::: EXTRACTED MATERIAL
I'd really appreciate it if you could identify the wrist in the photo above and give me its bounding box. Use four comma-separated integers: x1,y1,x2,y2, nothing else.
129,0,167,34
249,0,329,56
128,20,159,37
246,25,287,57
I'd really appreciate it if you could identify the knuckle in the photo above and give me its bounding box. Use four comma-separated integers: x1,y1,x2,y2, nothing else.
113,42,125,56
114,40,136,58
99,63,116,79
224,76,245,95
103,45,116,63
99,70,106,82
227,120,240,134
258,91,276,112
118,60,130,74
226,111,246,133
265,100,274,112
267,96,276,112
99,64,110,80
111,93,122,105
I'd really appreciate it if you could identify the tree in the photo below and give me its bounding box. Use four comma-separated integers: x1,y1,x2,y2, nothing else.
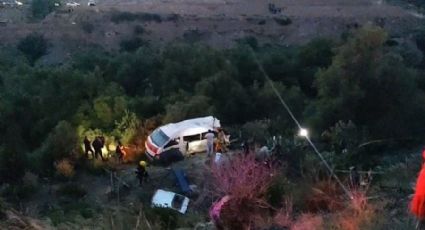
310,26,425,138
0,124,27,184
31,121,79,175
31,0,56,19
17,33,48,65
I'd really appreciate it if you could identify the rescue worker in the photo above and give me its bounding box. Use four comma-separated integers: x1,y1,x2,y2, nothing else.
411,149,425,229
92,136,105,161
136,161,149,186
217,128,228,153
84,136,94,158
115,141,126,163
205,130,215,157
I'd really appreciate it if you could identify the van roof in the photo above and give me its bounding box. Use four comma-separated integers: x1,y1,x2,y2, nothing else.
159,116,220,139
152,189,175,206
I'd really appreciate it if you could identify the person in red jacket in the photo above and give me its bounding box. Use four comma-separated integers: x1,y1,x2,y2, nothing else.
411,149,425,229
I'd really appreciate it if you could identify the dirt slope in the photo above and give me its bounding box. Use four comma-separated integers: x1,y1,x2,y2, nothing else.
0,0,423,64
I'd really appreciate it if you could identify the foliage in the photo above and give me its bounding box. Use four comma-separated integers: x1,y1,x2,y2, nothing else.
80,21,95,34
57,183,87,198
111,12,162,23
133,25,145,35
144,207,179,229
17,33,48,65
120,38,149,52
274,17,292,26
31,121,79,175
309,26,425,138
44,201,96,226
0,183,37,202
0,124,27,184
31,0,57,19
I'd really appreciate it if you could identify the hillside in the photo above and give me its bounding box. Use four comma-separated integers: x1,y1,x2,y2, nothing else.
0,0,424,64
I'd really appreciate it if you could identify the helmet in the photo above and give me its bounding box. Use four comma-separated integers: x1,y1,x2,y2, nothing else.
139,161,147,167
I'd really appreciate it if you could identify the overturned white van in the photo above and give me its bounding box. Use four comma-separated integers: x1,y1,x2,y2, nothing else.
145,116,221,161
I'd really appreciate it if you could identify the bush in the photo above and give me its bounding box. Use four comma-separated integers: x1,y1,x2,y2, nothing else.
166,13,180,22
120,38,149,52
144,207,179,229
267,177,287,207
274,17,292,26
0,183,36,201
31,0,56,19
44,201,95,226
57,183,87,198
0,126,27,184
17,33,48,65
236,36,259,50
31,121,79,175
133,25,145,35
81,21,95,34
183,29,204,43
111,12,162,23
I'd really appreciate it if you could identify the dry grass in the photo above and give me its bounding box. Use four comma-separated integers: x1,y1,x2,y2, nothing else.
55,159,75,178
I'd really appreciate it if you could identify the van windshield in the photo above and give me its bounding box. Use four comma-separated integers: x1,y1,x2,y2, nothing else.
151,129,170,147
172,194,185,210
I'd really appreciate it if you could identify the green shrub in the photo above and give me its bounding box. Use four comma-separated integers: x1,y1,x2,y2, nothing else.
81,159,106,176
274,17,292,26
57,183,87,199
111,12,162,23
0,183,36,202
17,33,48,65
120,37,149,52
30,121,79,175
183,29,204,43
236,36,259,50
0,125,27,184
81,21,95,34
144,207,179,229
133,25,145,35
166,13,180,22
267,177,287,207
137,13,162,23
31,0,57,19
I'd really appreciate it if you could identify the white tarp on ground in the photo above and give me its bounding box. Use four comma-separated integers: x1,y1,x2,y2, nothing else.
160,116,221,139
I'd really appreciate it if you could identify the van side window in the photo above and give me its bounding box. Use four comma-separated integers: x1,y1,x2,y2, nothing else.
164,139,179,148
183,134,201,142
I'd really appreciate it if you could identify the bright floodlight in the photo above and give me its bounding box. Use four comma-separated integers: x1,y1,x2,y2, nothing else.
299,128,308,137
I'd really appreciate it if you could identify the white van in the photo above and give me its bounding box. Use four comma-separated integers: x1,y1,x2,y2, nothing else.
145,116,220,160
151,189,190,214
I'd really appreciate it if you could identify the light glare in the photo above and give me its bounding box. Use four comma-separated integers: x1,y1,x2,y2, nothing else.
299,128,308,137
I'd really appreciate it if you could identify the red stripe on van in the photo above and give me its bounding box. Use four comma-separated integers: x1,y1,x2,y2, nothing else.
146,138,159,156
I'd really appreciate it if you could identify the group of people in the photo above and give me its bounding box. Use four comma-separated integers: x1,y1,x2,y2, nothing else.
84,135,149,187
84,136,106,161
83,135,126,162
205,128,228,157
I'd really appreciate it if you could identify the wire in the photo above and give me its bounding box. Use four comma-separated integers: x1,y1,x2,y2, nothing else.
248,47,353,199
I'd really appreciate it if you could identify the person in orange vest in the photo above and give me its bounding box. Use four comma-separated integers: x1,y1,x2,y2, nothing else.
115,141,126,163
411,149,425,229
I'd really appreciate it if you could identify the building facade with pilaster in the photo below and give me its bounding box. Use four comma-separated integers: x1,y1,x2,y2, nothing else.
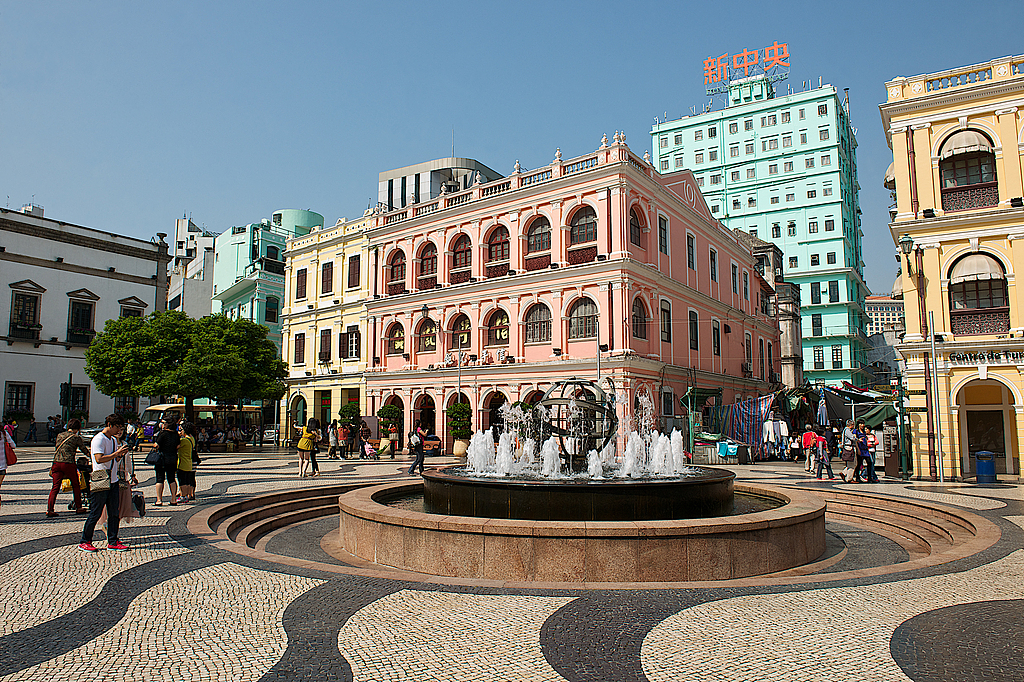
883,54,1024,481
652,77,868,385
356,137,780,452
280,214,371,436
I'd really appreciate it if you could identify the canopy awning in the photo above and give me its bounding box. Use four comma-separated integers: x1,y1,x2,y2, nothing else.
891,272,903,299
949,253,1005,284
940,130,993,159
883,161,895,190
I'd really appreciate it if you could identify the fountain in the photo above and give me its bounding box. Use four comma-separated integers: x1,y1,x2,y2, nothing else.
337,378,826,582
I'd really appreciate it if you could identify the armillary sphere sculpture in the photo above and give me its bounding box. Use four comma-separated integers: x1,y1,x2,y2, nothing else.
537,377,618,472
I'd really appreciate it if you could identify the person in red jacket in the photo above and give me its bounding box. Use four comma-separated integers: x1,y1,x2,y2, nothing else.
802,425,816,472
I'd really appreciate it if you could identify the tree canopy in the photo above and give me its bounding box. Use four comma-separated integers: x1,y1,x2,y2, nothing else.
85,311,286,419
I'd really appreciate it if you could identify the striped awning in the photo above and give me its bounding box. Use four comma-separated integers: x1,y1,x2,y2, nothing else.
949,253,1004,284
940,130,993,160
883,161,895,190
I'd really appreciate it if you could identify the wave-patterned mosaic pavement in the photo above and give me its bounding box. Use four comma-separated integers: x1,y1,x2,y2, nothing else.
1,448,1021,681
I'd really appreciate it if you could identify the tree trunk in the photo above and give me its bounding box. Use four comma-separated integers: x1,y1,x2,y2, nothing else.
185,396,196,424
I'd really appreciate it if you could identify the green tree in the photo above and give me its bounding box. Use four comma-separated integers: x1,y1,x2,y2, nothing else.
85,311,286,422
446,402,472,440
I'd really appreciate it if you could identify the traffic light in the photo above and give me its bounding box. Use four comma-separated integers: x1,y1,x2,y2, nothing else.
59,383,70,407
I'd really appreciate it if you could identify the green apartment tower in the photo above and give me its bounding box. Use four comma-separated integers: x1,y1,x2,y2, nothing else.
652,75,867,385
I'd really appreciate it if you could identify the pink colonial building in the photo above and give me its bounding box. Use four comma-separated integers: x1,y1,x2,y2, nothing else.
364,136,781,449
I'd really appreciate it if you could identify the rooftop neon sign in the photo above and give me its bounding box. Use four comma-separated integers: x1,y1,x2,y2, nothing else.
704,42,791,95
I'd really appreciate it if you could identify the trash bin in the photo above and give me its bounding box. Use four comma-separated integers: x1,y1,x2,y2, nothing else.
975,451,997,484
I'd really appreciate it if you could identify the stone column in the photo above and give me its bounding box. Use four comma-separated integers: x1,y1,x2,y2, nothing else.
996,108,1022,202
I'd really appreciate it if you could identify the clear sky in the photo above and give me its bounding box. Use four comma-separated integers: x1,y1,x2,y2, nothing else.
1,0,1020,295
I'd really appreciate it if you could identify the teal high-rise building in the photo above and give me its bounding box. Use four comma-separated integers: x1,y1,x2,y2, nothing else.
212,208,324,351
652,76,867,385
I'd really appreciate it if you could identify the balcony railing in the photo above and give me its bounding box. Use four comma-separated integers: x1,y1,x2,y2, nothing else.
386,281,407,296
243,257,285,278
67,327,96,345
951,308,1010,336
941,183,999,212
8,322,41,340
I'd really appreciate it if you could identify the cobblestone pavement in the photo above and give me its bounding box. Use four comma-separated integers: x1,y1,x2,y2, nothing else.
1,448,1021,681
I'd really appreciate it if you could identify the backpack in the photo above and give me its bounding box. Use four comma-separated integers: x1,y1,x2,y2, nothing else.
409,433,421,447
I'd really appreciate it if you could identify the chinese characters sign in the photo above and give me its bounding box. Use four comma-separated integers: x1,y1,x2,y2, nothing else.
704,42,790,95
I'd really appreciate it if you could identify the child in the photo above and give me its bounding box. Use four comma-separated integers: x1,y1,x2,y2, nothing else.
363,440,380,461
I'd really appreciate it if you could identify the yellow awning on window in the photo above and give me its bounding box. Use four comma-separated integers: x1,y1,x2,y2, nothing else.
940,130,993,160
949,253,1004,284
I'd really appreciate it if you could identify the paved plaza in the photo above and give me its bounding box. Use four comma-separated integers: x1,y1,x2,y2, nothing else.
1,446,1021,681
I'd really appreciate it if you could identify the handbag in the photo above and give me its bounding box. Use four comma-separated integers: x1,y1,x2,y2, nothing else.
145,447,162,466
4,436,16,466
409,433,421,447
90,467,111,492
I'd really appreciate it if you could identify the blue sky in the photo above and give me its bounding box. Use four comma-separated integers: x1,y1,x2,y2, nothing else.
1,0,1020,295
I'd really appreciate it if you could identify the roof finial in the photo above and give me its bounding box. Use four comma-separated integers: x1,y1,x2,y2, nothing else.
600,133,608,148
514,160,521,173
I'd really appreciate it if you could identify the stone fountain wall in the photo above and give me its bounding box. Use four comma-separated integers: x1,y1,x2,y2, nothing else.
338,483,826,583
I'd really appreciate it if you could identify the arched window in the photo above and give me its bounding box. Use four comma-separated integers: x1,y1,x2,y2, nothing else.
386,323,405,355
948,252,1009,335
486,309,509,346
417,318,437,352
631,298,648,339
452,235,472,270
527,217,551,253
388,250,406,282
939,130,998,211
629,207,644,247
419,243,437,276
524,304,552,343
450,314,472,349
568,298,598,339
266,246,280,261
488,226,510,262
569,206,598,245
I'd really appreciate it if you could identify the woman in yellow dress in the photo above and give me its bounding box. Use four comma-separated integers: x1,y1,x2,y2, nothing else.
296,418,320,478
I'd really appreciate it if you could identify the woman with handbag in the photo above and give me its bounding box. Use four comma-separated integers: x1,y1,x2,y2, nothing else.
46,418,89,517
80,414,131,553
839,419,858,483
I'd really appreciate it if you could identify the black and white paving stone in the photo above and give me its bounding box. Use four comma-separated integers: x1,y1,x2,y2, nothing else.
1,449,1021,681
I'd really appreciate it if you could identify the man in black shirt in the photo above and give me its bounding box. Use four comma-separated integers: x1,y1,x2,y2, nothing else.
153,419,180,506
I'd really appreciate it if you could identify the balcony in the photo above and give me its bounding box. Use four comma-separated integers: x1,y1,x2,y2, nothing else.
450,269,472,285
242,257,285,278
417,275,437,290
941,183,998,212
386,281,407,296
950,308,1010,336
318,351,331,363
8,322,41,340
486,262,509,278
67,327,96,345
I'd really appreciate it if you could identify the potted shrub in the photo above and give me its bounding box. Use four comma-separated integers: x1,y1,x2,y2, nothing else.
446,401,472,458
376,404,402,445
::::::
• _YOUR INSTRUCTIONS_
Once you reach the line that contains "I'd really appreciate it if you could identify the woman with", print it and every line after it exactly as written, stopping at the last line of the records and adding nothing.

• _EXERCISE OUTPUT_
I'd really appreciate it if you could identify the woman with handbag in the photo above and give me its bounding box. Use four comma-separated integers: x1,y1,x2,y2, nothing else.
46,418,89,517
80,414,131,553
839,419,858,483
I'd really appreciate it if you could identify the black and white paving stone in the photo above and give me its bounding box. Use four comma-separated integers: x1,y1,x2,y2, nothing else.
1,449,1021,681
I'd really appreciate it if you could identify the man in black shirt in the photo above and give me its bounding box. Use four comma-separated integers: x1,y1,x2,y2, nothing else.
153,419,180,506
I'd really appreciate it if you could identify the balcony in the photo above and give me its bounding box. Use four comma-separated integers: x1,y1,x2,y2, nothing else.
450,269,472,285
242,257,285,278
417,275,437,290
941,183,998,212
386,281,407,296
950,308,1010,336
318,351,331,363
8,322,41,340
486,262,509,278
67,327,96,345
I'd really appreciate it if you could identify the potted shrub in the photo above and give me its bounding box. Use four comma-separated integers: x1,y1,x2,y2, nothing else.
446,401,472,458
376,404,402,445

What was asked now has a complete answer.